» **Domande di studio**
• a. Secondo la riflessione sulle parole di papa Francesco, quali tre parole non devono mai mancare in una famiglia?
• b. Ricopia dalla riflessione sulle parole di papa Francesco il tratto che va da "Domenica 17 ottobre" fino a "nella nostra Comunità.".
• c. Scrivi il seguito della riflessione sulle parole di papa Francesco, ripartendo da dove finisce.

===== Testo da studiare

Domenica 17 ottobre 2021



Incontro di Comunità di inizio anno 2021-2022
presso Centro "Il Mosaico" di Rivarolo


«Le parole - la Parola»


Mi è stato chiesto di ricominciare questo nuovo anno con una riflessione che partisse non da un brano noto di Vangelo o da una lettera di S.Paolo ma dalle parole di papa Francesco e subito ho pensato, sorridendo: “ci siamo proprio ridotti male se questa comunità, che ha fatto della sua laicità una caratteristica irrinunciabile, si ritrova a discutere, a riflettere, sulle parole di un papa”. Però, al di fuori delle battute, papa Francesco è un papa semplice, che sa parlare a tutti e che sa dire cose che si legano alla vita di ogni giorno di persone e famiglie come quelle che sono nella nostra Comunità.

Ho quindi scorso un certo numero di discorsi di papa Francesco, e ho notato che lui spesso usa la “tecnica” di indicare delle parole che forniscono una sintesi di quello che vuole dire. Ad esempio, a parte le parole su cui mi soffermo oggi, trovo importanti quelle che ha sottolineato lo scorso settembre nell'incontro col corpo diplomatico a Bratislava, durante il suo viaggio in Slovacchia e Ungheria, paesi che hanno una visione ben diversa da quella di papa Francesco sul tema dell'accoglienza. Proprio a loro papa Francesco ha parlato di accoglienza, ricordando la loro tradizione di accoglienza nell'offrire il pane e nell'offrire il sale, due elementi che nel Vangelo hanno significati profondi: il pane spezzato, condiviso, e il sale che dà sapore alla vita (“siate voi il sale della Terra”). Oppure quando si è rivolto alle famiglie e ha detto che tre parole non devono mai mancare in una famiglia: “scusa”, “grazie” e “per piacere”. E infine anche il discorso sulla pandemia, nell'enciclica “Fratelli tutti” riguardo al “prendersi cura”, del mondo e degli altri, e alla “fraternità”.

==========
===== Materiale fornito

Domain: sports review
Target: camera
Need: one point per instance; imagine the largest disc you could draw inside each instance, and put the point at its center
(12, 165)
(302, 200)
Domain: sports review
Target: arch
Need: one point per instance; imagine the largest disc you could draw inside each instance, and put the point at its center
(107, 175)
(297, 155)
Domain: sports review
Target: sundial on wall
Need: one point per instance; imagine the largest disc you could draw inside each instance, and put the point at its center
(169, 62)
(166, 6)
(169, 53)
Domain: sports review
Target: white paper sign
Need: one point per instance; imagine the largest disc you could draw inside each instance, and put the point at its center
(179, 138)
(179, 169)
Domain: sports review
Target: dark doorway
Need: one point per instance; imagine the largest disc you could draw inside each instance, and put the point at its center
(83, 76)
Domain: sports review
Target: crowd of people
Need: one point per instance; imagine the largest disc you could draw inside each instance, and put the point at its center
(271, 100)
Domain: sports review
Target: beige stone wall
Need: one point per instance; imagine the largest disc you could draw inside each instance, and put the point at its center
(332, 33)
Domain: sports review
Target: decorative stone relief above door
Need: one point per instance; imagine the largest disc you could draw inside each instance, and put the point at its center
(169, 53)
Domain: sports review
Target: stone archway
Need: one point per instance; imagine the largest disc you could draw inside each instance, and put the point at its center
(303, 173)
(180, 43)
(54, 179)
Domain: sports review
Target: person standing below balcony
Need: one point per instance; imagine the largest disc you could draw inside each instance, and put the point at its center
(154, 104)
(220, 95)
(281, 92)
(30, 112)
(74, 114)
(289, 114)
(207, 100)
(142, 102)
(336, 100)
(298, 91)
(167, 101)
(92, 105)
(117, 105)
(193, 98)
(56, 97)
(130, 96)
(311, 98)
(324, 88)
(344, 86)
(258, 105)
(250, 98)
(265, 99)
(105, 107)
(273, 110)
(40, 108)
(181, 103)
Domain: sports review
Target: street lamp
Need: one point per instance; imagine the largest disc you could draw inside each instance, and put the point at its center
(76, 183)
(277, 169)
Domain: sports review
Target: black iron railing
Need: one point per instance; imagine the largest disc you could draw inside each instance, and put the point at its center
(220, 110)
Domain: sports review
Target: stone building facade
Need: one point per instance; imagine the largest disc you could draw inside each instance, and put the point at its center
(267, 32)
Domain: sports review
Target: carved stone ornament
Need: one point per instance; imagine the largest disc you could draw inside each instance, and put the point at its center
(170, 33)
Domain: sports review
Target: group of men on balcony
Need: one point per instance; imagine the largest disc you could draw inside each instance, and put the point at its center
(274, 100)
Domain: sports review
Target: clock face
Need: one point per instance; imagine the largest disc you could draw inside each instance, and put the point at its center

==========

» **Soluzioni**
• a. "Scusa", "grazie" e "per piacere".

• b.
Domenica 17 ottobre 2021



Incontro di Comunità di inizio anno 2021-2022
presso Centro "Il Mosaico" di Rivarolo


«Le parole - la Parola»


Mi è stato chiesto di ricominciare questo nuovo anno con una riflessione che partisse non da un brano noto di Vangelo o da una lettera di S.Paolo ma dalle parole di papa Francesco e subito ho pensato, sorridendo: “ci siamo proprio ridotti male se questa comunità, che ha fatto della sua laicità una caratteristica irrinunciabile, si ritrova a discutere, a riflettere, sulle parole di un papa”. Però, al di fuori delle battute, papa Francesco è un papa semplice, che sa parlare a tutti e che sa dire cose che si legano alla vita di ogni giorno di persone e famiglie come quelle che sono nella nostra Comunità.

• c.
Ora, questa nostra esperienza rivarolese di piccola Comunità ha sempre aspirato a saper leggere i segni dei tempi o, come abbiamo spesso ribadito, ha sempre cercato di “incartare il vangelo nel foglio di un giornale quotidiano” per rimanere attaccata all’esperienza quotidiana della gente e di tutti noi.

Oggi il quotidiano ci parla di cose molto importanti: tra poche ore inizierà ufficialmente, con la Messa di padre Marco [Tasca], la fase diocesana del cammino sinodale che ha come titolo “Per una Chiesa sinodale: comunione, partecipazione e missione”.

Riprendo quindi le parole di Francesco, il quale ha detto che “il Sinodo non è un parlamento, il Sinodo non è un’indagine sulle opinioni”.

Noi non siamo qua per fare un dibattito (ad esempio sulle gerarchie, sui pastori, ecc.), ma siamo qua per condividere, capire, vivere pienamente questa straordinaria esperienza di Chiesa come comunità dei discepoli, siamo qua per ricominciare a “camminare insieme”, per vedere che questo cammino sinodale sia anche un cammino nostro, personale e comunitario. Io quindi proverò oggi a declinare le parole di questo discorso di papa Francesco sulle nostre vite, e ogni volta che il papa usa la parola “Chiesa”, voi dovete provare a metterci anche la parola “Comunità”, in modo da rendere il discorso più vicino alla nostra vita quotidiana. Questo accostamento è importante perché l'esperienza della Chiesa, ce lo dice San Luca, è un'esperienza di comunità.

E ancora le parole di papa Francesco: “il Sinodo è un momento ecclesiale, e il protagonista del Sinodo è lo Spirito Santo. Se non c’è lo Spirito, non ci sarà Sinodo. Nell’unico Popolo di Dio, perciò, camminiamo insieme, per fare l’esperienza di una Chiesa che riceve e vive il dono dell’unità e si apre alla voce dello Spirito”. Quindi la prima idea, insita nella parola “sinodo” (“sin” in greco significa “con” e “odos” significa “strada” o “via”) è “camminiamo insieme”.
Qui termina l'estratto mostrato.